## WORK TO COMPLETE
Edit the data below so that every occurrence of "Detect the" becomes "Find the", with everything else kept the same.
** begin DATA FOR THIS EXERCISE **
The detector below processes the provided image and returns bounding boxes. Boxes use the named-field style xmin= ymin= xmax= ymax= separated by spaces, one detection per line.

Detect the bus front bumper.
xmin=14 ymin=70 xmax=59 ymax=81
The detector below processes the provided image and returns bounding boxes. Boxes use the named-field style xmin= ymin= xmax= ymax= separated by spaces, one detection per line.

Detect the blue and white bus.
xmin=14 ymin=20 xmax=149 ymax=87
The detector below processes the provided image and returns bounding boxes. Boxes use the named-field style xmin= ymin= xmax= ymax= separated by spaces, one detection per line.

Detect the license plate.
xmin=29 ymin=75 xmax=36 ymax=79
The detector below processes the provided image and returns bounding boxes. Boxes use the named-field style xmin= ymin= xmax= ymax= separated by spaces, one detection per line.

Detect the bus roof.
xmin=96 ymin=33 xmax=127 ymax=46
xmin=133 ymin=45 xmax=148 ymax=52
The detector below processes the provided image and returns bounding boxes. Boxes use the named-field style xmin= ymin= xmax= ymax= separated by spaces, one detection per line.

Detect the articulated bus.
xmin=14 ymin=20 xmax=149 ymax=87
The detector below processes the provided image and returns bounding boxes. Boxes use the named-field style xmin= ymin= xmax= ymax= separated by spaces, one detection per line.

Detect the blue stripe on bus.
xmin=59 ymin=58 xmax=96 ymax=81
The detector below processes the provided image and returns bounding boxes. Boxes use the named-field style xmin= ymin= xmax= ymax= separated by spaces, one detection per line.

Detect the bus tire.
** end DATA FOR THIS EXERCISE **
## OUTPUT OF THE TASK
The detector below processes the provided image and returns bounding boxes. Boxes use the named-field style xmin= ymin= xmax= ymax= separated by spaces, one detection per line.

Find the bus front bumper.
xmin=14 ymin=70 xmax=59 ymax=81
The detector below processes the provided image and returns bounding boxes. Boxes use the named-field style xmin= ymin= xmax= ymax= separated by spaces, one detection per line.

Find the blue and white bus.
xmin=14 ymin=20 xmax=149 ymax=87
The detector below processes the provided image and returns bounding boxes. Boxes use the named-field style xmin= ymin= xmax= ymax= separated by spaces, one detection per line.

Find the license plate.
xmin=29 ymin=75 xmax=36 ymax=79
The detector below processes the provided image and returns bounding boxes. Boxes use the named-field style xmin= ymin= xmax= ymax= separated by spaces, one detection per line.

Find the bus roof.
xmin=96 ymin=33 xmax=127 ymax=46
xmin=133 ymin=45 xmax=148 ymax=52
The detector below processes the provided image and returns bounding boxes. Boxes use the named-field style xmin= ymin= xmax= ymax= separated by spaces, one detection per line.

Find the articulated bus.
xmin=14 ymin=20 xmax=149 ymax=87
The detector below processes the provided image and returns bounding boxes. Boxes use the named-field style xmin= ymin= xmax= ymax= separated by spaces, one detection per line.

Find the blue stripe on bus.
xmin=59 ymin=58 xmax=96 ymax=81
The detector below processes the provided image and returns bounding boxes. Boxes use the named-field style xmin= ymin= xmax= ymax= separated by spaces, one detection per line.

Find the bus tire.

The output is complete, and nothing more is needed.